*Prompt:*
In the records that follow, how many lines contain the word "coordinates"? Give only that figure.

*Data in this exercise:*
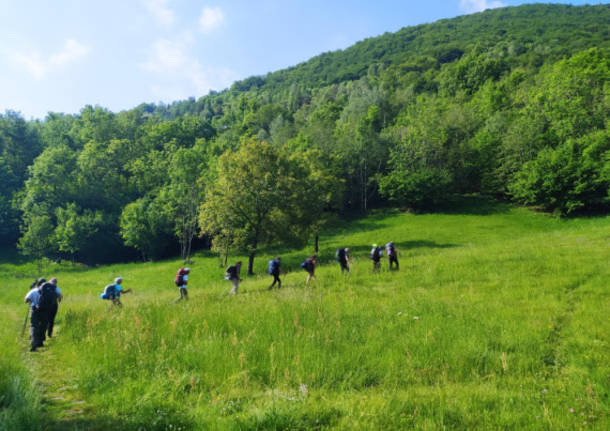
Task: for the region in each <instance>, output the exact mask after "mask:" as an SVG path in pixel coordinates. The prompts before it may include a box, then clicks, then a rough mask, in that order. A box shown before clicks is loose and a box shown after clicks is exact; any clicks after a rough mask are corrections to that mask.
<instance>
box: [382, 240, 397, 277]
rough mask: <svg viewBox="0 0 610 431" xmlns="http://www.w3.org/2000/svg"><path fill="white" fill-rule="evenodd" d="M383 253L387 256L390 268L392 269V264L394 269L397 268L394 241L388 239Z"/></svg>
mask: <svg viewBox="0 0 610 431" xmlns="http://www.w3.org/2000/svg"><path fill="white" fill-rule="evenodd" d="M385 253H386V254H387V256H388V262H389V266H390V270H392V269H393V268H392V264H393V263H395V264H396V270H398V251H397V250H396V247H394V241H390V242H389V243H387V244H386V246H385Z"/></svg>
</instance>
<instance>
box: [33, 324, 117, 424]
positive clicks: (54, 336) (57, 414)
mask: <svg viewBox="0 0 610 431" xmlns="http://www.w3.org/2000/svg"><path fill="white" fill-rule="evenodd" d="M60 334H61V325H56V327H55V336H54V337H53V338H52V339H48V338H47V340H46V342H45V347H43V348H41V349H39V350H38V351H37V352H36V353H28V354H27V357H26V362H27V365H28V367H29V369H30V371H31V373H32V375H33V376H34V378H35V380H36V382H37V384H38V387H39V388H40V390H41V399H42V403H43V408H44V411H45V416H46V418H45V422H46V423H45V425H46V426H45V429H48V430H51V431H54V430H58V431H59V430H62V431H63V430H68V431H75V430H92V431H97V430H107V429H109V428H108V424H107V423H105V422H104V421H103V420H100V419H99V418H98V417H96V414H95V410H94V409H93V407H91V406H89V405H88V404H87V402H86V401H85V400H83V399H82V397H81V396H80V395H79V393H78V390H77V387H76V384H75V382H74V378H73V376H72V375H71V370H70V369H68V368H66V367H64V366H62V364H61V363H60V362H58V360H57V359H56V357H55V355H54V353H53V345H54V344H55V343H61V335H60ZM28 345H29V344H28Z"/></svg>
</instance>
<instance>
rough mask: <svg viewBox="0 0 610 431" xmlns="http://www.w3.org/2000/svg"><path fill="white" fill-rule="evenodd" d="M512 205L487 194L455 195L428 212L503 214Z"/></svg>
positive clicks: (459, 214)
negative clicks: (500, 201) (434, 208)
mask: <svg viewBox="0 0 610 431" xmlns="http://www.w3.org/2000/svg"><path fill="white" fill-rule="evenodd" d="M513 207H514V206H512V205H510V204H508V203H506V202H500V201H497V200H495V199H492V198H490V197H487V196H479V195H466V196H456V197H453V198H452V199H451V200H449V201H447V202H446V203H445V204H443V205H441V206H439V207H438V208H436V209H435V210H433V211H430V213H436V214H449V215H492V214H505V213H508V212H509V211H510V209H511V208H513Z"/></svg>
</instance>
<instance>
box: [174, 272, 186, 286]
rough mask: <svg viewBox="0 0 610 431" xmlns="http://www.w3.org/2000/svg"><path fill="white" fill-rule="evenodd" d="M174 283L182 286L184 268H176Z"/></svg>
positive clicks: (183, 283)
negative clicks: (177, 268)
mask: <svg viewBox="0 0 610 431" xmlns="http://www.w3.org/2000/svg"><path fill="white" fill-rule="evenodd" d="M174 283H176V286H182V285H183V284H184V268H180V269H179V270H178V273H177V274H176V277H175V278H174Z"/></svg>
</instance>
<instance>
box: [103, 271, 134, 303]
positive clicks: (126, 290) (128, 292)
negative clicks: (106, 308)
mask: <svg viewBox="0 0 610 431" xmlns="http://www.w3.org/2000/svg"><path fill="white" fill-rule="evenodd" d="M122 283H123V279H122V278H121V277H117V278H115V279H114V284H109V285H108V286H106V287H105V288H104V292H103V293H102V294H100V298H102V299H105V300H107V301H112V303H111V306H113V305H116V306H117V307H122V306H123V304H122V303H121V294H124V293H130V292H133V291H132V289H123V286H122Z"/></svg>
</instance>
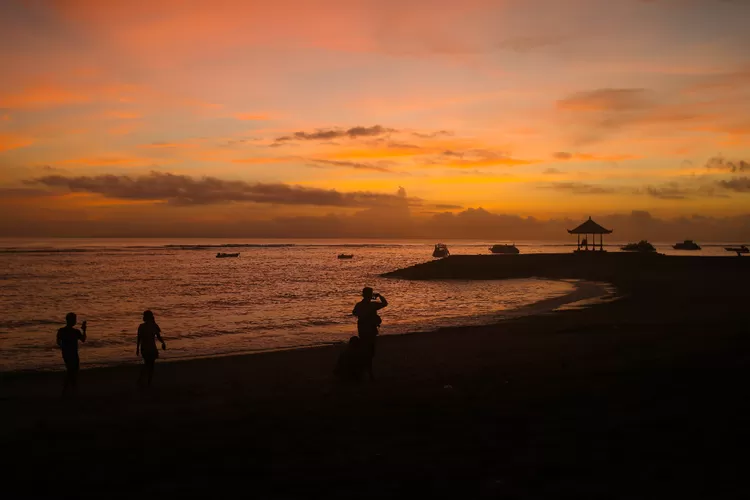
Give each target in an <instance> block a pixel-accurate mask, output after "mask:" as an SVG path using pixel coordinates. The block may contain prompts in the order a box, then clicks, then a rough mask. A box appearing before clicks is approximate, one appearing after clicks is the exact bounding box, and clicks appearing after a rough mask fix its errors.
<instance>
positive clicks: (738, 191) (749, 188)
mask: <svg viewBox="0 0 750 500" xmlns="http://www.w3.org/2000/svg"><path fill="white" fill-rule="evenodd" d="M717 184H718V185H719V186H721V187H722V188H724V189H729V190H731V191H736V192H738V193H750V177H735V178H734V179H730V180H728V181H719V182H718V183H717Z"/></svg>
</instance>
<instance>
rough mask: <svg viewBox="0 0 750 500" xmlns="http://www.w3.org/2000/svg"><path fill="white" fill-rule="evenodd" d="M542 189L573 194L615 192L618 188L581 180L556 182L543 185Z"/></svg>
mask: <svg viewBox="0 0 750 500" xmlns="http://www.w3.org/2000/svg"><path fill="white" fill-rule="evenodd" d="M542 189H554V190H555V191H568V192H571V193H573V194H580V195H589V194H594V195H596V194H613V193H616V192H617V191H618V190H617V189H616V188H613V187H608V186H600V185H598V184H585V183H581V182H555V183H553V184H550V185H548V186H542Z"/></svg>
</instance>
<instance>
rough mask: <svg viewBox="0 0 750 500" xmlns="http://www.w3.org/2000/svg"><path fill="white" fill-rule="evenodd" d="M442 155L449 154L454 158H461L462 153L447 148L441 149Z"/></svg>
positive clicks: (461, 156)
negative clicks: (450, 149) (455, 151)
mask: <svg viewBox="0 0 750 500" xmlns="http://www.w3.org/2000/svg"><path fill="white" fill-rule="evenodd" d="M443 156H451V157H454V158H463V157H464V154H463V153H457V152H455V151H451V150H449V149H448V150H446V151H443Z"/></svg>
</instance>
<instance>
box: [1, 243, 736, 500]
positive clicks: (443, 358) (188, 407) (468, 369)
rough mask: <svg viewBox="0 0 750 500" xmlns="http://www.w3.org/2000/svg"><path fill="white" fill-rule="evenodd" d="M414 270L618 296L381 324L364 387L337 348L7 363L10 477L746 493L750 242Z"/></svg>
mask: <svg viewBox="0 0 750 500" xmlns="http://www.w3.org/2000/svg"><path fill="white" fill-rule="evenodd" d="M400 275H402V276H409V277H413V278H432V277H455V278H488V277H490V278H504V277H526V276H539V277H552V278H580V279H589V280H598V281H609V282H611V283H613V284H615V285H616V286H618V288H619V289H620V290H621V292H622V294H623V295H624V297H623V298H622V299H620V300H618V301H616V302H612V303H607V304H602V305H597V306H594V307H592V308H589V309H585V310H573V311H562V312H556V313H551V314H546V315H543V316H533V317H523V318H518V319H513V320H507V321H504V322H503V323H501V324H499V325H496V326H486V327H475V328H454V329H445V330H441V331H438V332H433V333H423V334H413V335H404V336H393V337H384V338H381V339H380V343H379V346H378V355H377V359H376V365H375V369H376V373H377V375H378V377H379V378H378V380H377V381H376V382H375V383H372V384H365V385H364V386H361V387H356V388H354V387H341V386H337V385H336V384H335V383H333V382H332V380H331V377H330V372H331V370H332V368H333V366H334V363H335V360H336V358H337V355H338V352H339V348H338V347H326V348H318V349H307V350H299V351H286V352H277V353H266V354H256V355H248V356H237V357H228V358H215V359H203V360H195V361H185V362H178V363H162V364H158V365H157V372H156V379H155V387H154V388H153V390H152V391H151V392H150V393H148V394H145V395H141V394H139V393H138V391H137V390H136V389H135V379H136V376H137V370H138V368H137V367H134V366H125V367H118V368H106V369H96V370H87V371H84V372H82V373H81V377H80V386H81V387H80V391H79V395H78V397H77V398H76V400H74V401H61V400H60V397H59V393H60V387H61V378H60V377H61V375H60V374H58V373H22V374H4V375H3V379H2V386H1V388H0V389H1V390H2V392H1V394H0V396H1V399H0V414H1V415H2V417H0V418H2V420H1V422H0V423H1V424H2V425H0V429H1V430H0V439H1V440H2V441H1V443H2V460H3V463H2V464H1V465H2V471H3V486H2V491H3V493H4V494H5V493H7V492H14V491H15V492H16V493H14V494H10V495H9V496H8V498H17V497H19V496H24V497H28V496H35V495H36V496H39V495H48V496H61V495H68V496H70V495H75V494H76V493H81V494H97V495H102V496H103V497H105V498H107V497H116V496H127V497H131V498H132V497H133V495H142V494H148V495H160V496H164V495H167V498H169V496H174V497H177V496H209V497H225V496H230V495H231V496H238V497H243V498H245V497H246V498H268V497H283V498H311V497H317V498H379V499H382V498H389V497H392V496H396V495H401V494H412V495H413V496H412V497H413V498H427V497H444V496H452V497H454V498H476V497H487V498H685V497H695V498H748V497H750V483H749V482H748V479H747V475H748V474H747V472H746V467H745V463H746V462H747V458H746V455H747V453H748V452H747V450H748V447H747V444H748V443H749V442H750V440H749V439H748V437H749V434H750V432H749V431H748V424H747V423H746V420H747V410H748V407H749V406H750V404H749V402H750V400H749V399H748V379H749V378H750V377H748V375H749V374H750V364H748V362H749V361H750V356H749V354H748V353H750V351H749V348H750V339H749V338H748V328H747V325H748V323H747V316H746V314H745V310H746V304H747V292H746V284H747V283H748V278H749V277H750V259H747V258H733V257H726V258H710V257H696V258H694V257H663V256H641V255H627V254H609V255H591V256H580V255H557V256H554V255H553V256H546V255H537V256H532V255H521V256H473V257H462V256H455V257H450V258H448V259H444V260H442V261H437V262H434V263H430V264H426V265H423V266H417V267H415V268H412V269H409V270H405V271H403V272H401V273H400ZM389 298H390V299H391V300H392V301H396V300H398V298H397V297H389ZM425 307H450V304H444V303H441V302H439V301H436V302H433V303H429V304H426V305H425ZM384 317H385V321H387V314H385V315H384ZM82 355H83V356H85V350H83V351H82ZM19 488H20V489H19ZM4 496H5V495H4Z"/></svg>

*Result for this task:*
2